··· GIVEN ENTRIES
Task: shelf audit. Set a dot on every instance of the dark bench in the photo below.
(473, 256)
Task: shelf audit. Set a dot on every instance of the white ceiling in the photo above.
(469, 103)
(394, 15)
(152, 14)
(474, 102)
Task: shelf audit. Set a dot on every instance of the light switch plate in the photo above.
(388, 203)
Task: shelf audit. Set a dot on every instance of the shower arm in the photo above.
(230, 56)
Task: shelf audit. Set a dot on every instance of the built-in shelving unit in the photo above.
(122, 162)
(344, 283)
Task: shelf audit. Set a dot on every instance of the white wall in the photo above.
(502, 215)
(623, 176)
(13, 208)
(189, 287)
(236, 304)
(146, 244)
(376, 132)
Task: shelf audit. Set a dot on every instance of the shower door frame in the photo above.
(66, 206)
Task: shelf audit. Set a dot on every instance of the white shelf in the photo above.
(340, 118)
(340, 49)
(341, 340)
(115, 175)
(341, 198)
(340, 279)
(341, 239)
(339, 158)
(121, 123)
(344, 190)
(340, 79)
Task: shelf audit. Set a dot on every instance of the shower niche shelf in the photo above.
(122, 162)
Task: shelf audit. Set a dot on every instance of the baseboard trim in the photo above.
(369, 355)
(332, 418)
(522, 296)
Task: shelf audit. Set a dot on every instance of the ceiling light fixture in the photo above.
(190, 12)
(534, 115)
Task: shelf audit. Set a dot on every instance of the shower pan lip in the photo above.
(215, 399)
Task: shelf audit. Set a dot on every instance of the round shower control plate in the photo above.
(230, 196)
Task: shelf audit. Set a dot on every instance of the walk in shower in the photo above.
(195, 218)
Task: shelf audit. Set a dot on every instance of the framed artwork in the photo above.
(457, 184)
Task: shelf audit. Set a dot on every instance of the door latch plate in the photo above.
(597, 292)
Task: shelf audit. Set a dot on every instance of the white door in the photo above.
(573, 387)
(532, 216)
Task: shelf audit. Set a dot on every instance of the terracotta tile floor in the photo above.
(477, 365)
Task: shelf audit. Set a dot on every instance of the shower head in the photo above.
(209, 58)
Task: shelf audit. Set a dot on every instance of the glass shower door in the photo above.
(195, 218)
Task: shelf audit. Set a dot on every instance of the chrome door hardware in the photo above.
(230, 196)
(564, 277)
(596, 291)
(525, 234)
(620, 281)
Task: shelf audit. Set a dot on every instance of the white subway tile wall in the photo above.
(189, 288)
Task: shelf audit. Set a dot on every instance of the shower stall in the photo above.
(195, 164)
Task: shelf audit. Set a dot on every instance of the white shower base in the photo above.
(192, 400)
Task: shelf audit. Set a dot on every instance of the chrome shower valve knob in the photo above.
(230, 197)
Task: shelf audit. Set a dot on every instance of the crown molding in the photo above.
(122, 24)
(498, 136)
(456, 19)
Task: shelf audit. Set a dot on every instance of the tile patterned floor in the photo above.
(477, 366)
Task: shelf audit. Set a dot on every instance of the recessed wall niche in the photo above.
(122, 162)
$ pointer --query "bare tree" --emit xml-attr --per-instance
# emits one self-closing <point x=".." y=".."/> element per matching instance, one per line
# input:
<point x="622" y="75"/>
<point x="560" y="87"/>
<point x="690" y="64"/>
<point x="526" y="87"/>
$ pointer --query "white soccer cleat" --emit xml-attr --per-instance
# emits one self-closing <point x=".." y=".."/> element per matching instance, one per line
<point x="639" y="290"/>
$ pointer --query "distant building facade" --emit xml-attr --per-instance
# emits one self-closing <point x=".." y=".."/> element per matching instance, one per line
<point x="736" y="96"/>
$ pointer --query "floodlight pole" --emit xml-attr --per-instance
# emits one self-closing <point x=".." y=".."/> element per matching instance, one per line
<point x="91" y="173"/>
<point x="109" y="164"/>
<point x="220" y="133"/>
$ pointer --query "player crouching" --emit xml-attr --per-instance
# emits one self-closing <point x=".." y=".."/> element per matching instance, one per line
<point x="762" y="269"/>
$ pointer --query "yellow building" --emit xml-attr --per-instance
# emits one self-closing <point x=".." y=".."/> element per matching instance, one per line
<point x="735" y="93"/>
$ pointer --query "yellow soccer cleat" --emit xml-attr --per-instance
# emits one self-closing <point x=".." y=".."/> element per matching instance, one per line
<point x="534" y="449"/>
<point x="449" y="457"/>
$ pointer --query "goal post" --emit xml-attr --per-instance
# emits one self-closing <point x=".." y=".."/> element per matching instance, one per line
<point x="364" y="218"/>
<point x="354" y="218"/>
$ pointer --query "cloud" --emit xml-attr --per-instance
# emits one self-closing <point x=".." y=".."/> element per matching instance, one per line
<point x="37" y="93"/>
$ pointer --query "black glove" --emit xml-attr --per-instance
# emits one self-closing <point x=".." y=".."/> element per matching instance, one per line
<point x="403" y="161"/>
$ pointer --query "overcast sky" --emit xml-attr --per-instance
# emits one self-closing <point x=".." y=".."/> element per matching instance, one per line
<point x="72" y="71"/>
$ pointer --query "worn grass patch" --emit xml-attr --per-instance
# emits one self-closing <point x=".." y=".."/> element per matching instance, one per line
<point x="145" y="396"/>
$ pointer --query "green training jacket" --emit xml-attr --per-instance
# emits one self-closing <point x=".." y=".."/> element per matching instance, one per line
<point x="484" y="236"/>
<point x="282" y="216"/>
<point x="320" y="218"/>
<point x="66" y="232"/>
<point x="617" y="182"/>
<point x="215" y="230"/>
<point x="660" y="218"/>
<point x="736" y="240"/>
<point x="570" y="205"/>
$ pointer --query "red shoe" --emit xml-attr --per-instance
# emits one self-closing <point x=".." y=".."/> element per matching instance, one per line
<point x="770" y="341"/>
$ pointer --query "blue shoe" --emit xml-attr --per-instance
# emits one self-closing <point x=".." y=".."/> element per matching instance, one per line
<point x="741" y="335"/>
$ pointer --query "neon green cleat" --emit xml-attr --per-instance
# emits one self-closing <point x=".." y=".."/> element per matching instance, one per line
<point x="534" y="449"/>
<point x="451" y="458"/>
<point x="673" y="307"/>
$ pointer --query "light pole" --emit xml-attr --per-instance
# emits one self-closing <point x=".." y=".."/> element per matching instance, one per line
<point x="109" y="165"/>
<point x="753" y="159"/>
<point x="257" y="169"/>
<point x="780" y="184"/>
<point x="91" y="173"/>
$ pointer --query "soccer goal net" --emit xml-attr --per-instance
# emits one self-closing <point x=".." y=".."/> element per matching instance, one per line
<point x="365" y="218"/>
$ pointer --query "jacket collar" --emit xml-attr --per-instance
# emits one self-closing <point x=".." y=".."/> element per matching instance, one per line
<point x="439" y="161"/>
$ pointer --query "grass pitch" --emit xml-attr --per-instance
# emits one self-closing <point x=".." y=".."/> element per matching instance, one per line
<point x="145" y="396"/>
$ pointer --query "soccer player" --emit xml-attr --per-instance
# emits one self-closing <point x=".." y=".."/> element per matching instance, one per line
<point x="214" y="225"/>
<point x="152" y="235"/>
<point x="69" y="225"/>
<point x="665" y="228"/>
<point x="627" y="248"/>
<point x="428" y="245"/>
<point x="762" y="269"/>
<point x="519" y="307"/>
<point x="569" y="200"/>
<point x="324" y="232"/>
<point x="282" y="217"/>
······
WORK INSTRUCTIONS — Please copy out each line in the entries that mentions the string "building".

SOLUTION TO THIS EXERCISE —
$ pointer --query "distant building facade" --emit xml-attr --per-instance
$ pointer --query "yellow building" --emit xml-attr --per-instance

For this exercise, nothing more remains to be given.